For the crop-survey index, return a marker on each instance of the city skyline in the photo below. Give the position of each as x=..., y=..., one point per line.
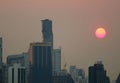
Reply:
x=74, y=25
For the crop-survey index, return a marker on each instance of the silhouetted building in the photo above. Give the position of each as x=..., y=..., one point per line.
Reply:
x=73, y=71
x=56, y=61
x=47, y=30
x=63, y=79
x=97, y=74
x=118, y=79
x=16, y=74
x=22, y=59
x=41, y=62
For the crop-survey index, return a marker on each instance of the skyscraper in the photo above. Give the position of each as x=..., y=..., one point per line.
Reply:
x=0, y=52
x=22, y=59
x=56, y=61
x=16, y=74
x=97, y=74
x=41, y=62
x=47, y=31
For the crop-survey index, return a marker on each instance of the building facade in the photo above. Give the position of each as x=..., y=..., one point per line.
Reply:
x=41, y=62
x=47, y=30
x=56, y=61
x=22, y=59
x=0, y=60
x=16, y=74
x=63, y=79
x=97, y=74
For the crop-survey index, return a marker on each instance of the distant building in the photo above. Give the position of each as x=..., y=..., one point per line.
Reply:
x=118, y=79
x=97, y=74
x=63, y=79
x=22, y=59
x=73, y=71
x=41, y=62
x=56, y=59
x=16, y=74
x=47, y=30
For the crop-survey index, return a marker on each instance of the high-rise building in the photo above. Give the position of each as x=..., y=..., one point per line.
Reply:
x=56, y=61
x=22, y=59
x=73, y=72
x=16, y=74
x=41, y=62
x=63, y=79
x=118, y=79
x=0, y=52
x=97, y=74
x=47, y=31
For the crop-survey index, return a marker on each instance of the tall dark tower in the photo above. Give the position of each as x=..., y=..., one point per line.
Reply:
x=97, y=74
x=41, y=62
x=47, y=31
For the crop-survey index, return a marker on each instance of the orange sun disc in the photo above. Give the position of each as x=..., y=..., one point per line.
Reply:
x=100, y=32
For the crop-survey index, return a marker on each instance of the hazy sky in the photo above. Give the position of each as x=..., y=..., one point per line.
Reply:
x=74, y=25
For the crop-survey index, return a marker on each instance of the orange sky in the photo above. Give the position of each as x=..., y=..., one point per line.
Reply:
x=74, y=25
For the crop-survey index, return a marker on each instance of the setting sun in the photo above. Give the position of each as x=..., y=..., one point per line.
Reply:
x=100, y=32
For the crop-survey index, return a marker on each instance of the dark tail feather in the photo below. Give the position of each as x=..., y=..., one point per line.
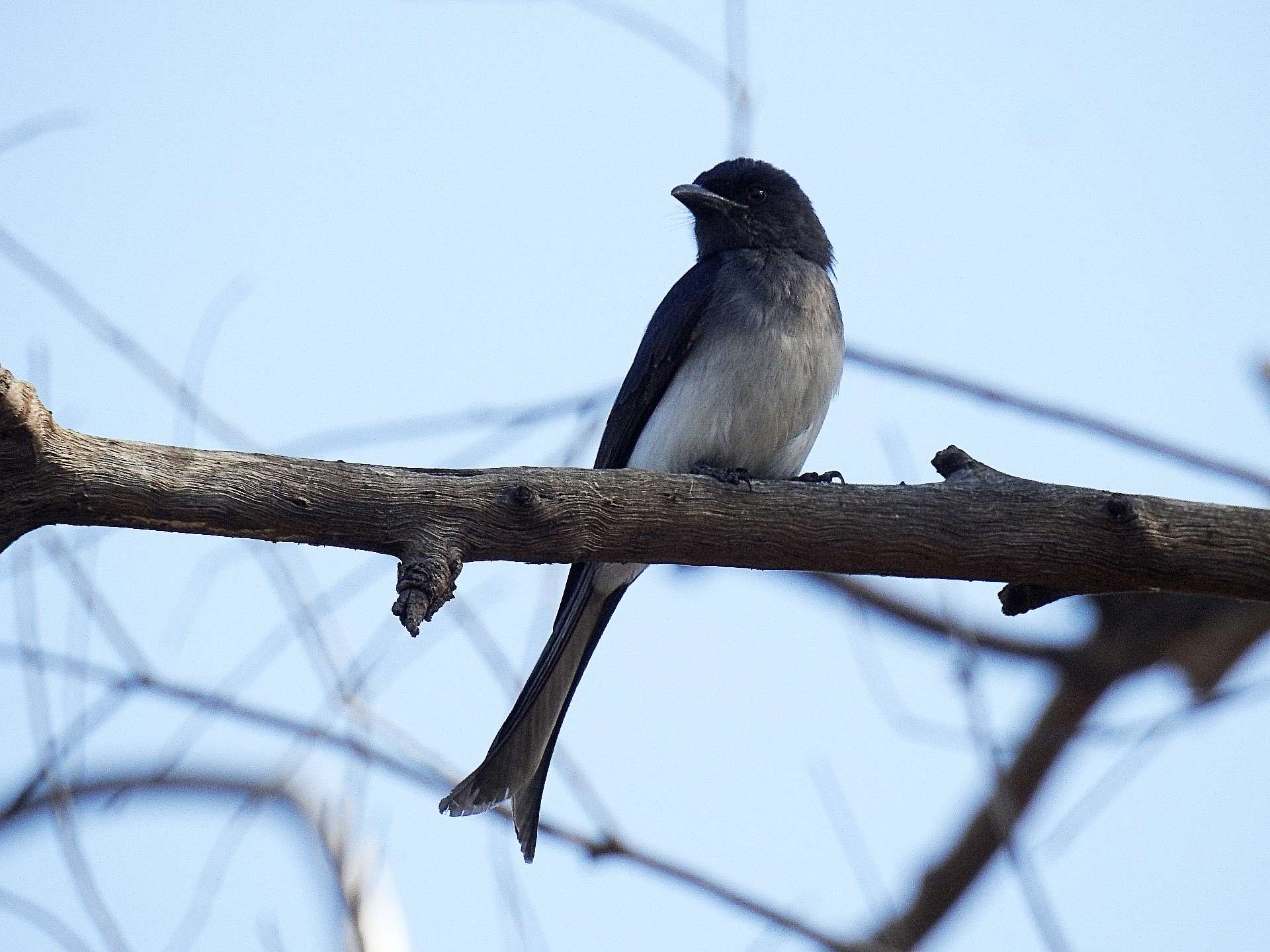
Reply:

● **THE REQUEST**
Could you copy all of the records above word for word, leaving the pictures out of your copy?

● **RESULT OF THE TASK**
For the crop-survey index, return a marker on each instance of the city skyline in the photo below. Give the position of each as x=..., y=..., one point per line.
Reply:
x=74, y=25
For the crop-survey index, return a marker on each instance of the silhouetted building in the photo above. Give the position of each as x=..., y=..., one point per line.
Reply:
x=73, y=71
x=56, y=61
x=47, y=30
x=63, y=79
x=97, y=74
x=118, y=79
x=16, y=74
x=22, y=59
x=41, y=62
For the crop-survey index, return a marker on each instance of the skyscraper in the photo above. Give the position of each as x=..., y=..., one point per line.
Reply:
x=0, y=52
x=22, y=59
x=56, y=61
x=16, y=74
x=97, y=74
x=41, y=62
x=47, y=31
For the crop-survey index, return a marker on each instance of the building facade in the photo above. Give the position of each as x=..., y=..., one point per line.
Reply:
x=41, y=62
x=47, y=30
x=56, y=61
x=22, y=59
x=0, y=60
x=16, y=74
x=63, y=79
x=97, y=74
For the crop-survey index, return a marker on each instance of the distant building in the photo above. Give the position of each as x=..., y=..., one point per line.
Reply:
x=118, y=79
x=97, y=74
x=63, y=79
x=22, y=59
x=73, y=71
x=41, y=62
x=56, y=59
x=16, y=74
x=47, y=30
For the crop-survey index, return a marker on each instance of the high-rise building in the photo above. Give the position of each as x=..., y=..., one point per line.
Reply:
x=56, y=61
x=22, y=59
x=73, y=72
x=16, y=74
x=41, y=62
x=63, y=79
x=118, y=79
x=0, y=52
x=97, y=74
x=47, y=31
For the crop-survey index, return a marker on each instance of the tall dark tower in the photo above. Give the position of each as x=..., y=..., one point per line.
Reply:
x=97, y=74
x=41, y=62
x=47, y=31
For the crop-survey index, return a marker on each instance of the orange sun disc in the photo above. Give the position of each as x=..., y=..., one point per line.
Reply:
x=100, y=32
For the crop-survey index, return a marker on each instance of the hazy sky in the photo above. Give the position of each as x=..., y=..., one point per line.
Reply:
x=74, y=25
For the crop-survey index, return a marker on each instance of the orange sky in the photo above. Give the position of each as x=..., y=..., one point per line.
Reply:
x=74, y=25
For the crop-survey index, return a marker on each instance of the setting sun in the photo above. Give the position of each as x=..., y=..., one point per line.
Reply:
x=100, y=32
For the crop-survey index, return a marker on each instance of the dark tail feather in the photo below. Give the position of each as x=..., y=..., one point per line.
Reply:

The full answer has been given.